EXERCISE OBJECTIVE >>
Copy the entries below verbatim, from the very first line up to and including the line that contains "[[[140,55],[140,0],[0,0],[0,34]]]".

=== TASK DATA ===

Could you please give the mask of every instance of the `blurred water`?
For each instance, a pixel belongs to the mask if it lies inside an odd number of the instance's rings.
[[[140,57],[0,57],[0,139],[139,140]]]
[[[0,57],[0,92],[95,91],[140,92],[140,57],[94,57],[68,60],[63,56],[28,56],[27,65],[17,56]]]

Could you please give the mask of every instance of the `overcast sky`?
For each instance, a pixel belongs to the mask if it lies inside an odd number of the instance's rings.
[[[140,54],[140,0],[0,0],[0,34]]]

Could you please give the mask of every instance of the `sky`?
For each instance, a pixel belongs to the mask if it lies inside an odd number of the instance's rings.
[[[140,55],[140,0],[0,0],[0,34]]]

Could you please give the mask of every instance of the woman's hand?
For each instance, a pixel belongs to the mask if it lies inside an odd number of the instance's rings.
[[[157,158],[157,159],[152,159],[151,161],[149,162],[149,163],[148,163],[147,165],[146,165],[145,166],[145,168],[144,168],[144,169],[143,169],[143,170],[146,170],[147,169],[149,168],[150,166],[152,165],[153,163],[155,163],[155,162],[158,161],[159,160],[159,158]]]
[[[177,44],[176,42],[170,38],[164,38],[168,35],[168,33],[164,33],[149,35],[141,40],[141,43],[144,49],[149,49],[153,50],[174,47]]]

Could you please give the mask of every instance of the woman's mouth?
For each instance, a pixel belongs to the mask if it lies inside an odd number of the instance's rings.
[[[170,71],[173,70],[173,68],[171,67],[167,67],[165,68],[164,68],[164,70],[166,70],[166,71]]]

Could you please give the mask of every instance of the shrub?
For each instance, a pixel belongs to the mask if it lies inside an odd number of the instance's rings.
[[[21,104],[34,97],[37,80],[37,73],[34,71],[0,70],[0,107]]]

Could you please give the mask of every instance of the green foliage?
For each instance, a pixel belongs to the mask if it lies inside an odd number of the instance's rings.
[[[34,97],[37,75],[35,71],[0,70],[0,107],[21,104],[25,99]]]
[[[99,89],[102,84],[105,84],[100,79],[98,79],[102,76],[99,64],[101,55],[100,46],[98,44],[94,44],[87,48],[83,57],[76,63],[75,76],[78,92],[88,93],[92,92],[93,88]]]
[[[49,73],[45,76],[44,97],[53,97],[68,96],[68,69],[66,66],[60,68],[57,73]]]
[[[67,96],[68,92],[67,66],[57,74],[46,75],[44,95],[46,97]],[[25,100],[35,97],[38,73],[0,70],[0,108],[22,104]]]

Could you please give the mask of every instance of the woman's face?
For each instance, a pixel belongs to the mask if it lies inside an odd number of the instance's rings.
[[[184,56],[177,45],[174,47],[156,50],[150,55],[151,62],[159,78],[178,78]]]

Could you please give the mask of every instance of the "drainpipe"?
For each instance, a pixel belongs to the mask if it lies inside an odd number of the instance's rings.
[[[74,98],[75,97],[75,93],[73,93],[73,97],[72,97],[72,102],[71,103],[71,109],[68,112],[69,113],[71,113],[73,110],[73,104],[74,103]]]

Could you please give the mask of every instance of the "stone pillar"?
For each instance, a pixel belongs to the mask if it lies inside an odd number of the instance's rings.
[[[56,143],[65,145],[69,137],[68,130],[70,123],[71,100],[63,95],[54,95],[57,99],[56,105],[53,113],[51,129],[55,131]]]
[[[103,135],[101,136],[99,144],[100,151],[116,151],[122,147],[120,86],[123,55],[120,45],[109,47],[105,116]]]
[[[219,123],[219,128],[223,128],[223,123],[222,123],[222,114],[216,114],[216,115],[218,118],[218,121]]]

===

ANSWER TO THE PROBLEM >>
Could you please give the mask of every instance of the `blurred water`?
For each instance, a pixel belongs to the mask if it lies inside an odd number of the instance's rings.
[[[140,57],[0,57],[0,139],[139,140]]]
[[[0,57],[0,92],[95,91],[140,92],[140,57],[94,57],[68,60],[63,56],[28,56],[27,65],[17,56]]]

Could you please give the mask of every instance of the `overcast sky`?
For each instance, a pixel belongs to the mask if it lies inside an odd number of the instance's rings.
[[[140,54],[140,0],[0,0],[0,34]]]

Could you please give the mask of every instance of the `sky`?
For each instance, a pixel belongs to the mask if it lies inside an odd number of the instance's rings.
[[[140,55],[140,0],[0,0],[0,34]]]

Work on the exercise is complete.